-- start EXERCISE DATA --

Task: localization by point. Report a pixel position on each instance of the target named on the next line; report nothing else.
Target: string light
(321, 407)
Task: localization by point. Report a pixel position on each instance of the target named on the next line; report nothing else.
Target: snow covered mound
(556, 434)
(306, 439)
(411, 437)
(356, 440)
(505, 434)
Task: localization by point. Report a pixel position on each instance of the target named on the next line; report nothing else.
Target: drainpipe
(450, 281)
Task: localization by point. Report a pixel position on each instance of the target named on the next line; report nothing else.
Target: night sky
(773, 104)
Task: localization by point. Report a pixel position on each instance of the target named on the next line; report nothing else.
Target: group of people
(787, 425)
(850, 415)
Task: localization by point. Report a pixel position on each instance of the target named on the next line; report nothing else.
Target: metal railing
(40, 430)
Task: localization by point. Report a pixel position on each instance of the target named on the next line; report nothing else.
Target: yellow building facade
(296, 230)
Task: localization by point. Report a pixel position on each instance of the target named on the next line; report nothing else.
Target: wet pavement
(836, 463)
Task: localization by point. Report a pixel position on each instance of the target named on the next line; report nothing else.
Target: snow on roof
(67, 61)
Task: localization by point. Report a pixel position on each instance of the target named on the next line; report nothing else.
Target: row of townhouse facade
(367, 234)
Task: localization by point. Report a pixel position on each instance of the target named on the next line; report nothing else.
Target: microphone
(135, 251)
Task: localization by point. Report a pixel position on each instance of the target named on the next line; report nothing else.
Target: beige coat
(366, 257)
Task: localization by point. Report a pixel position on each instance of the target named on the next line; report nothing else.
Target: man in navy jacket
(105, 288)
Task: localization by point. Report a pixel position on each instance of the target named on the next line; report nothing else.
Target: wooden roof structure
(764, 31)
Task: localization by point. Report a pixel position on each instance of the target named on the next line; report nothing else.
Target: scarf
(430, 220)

-- end EXERCISE DATA --

### GIVEN REQUEST
Print the records above exactly as they appear.

### ANSWER TO THE PROBLEM
Task: localization by point. Report a pixel position on each instance of the target named on the next line; report nothing else.
Target: string light
(321, 407)
Task: localization by point. Report a pixel position on each instance of the target named on the next line; report nothing else.
Target: snow covered mound
(556, 434)
(306, 439)
(411, 437)
(356, 440)
(505, 434)
Task: localization by point. Report a pixel position on each instance of the target named on the next line; report nothing else.
Target: drainpipe
(450, 281)
Task: localization by point. Report a pixel position on each instance of the target named on the next line; report nothing else.
Target: night sky
(773, 104)
Task: localization by point. Report a pixel position on each instance of the target named on the next line; report nothing else.
Target: group of people
(787, 425)
(850, 415)
Task: localization by point. Report a pixel position on each instance of the target named on the next line; report nothing else.
Target: metal railing
(40, 430)
Task: localization by point. Report a pixel position on each instance of the target named on the next line; report nothing else.
Target: yellow building facade
(296, 230)
Task: localization by point. Report a pixel position on each instance of the target named on the next line; report nothing else.
Target: wet pavement
(836, 463)
Task: localization by point. Report a pixel position on each instance of the target named on the next line; report nothing else.
Target: snow on roof
(67, 61)
Task: localization by point. Report a pixel position on each instance of the target named on the next line; report nothing else.
Target: row of townhouse facade
(367, 234)
Task: localization by point. Report a pixel position on each instance of the target named on the next line; report nothing else.
Target: microphone
(135, 251)
Task: localization by point. Report a pixel position on each instance of the target named on the next line; report nothing else.
Target: beige coat
(366, 257)
Task: localization by point. Report a pixel position on each instance of the target named on the next line; report nothing else.
Target: man in navy jacket
(105, 288)
Task: localization by point. Report a pixel position on each instance of the target named on the next line; report nothing else.
Target: wooden roof structure
(764, 31)
Task: localization by point. Report a pixel position on each instance of the target named on the next line; report nothing else.
Target: scarf
(430, 220)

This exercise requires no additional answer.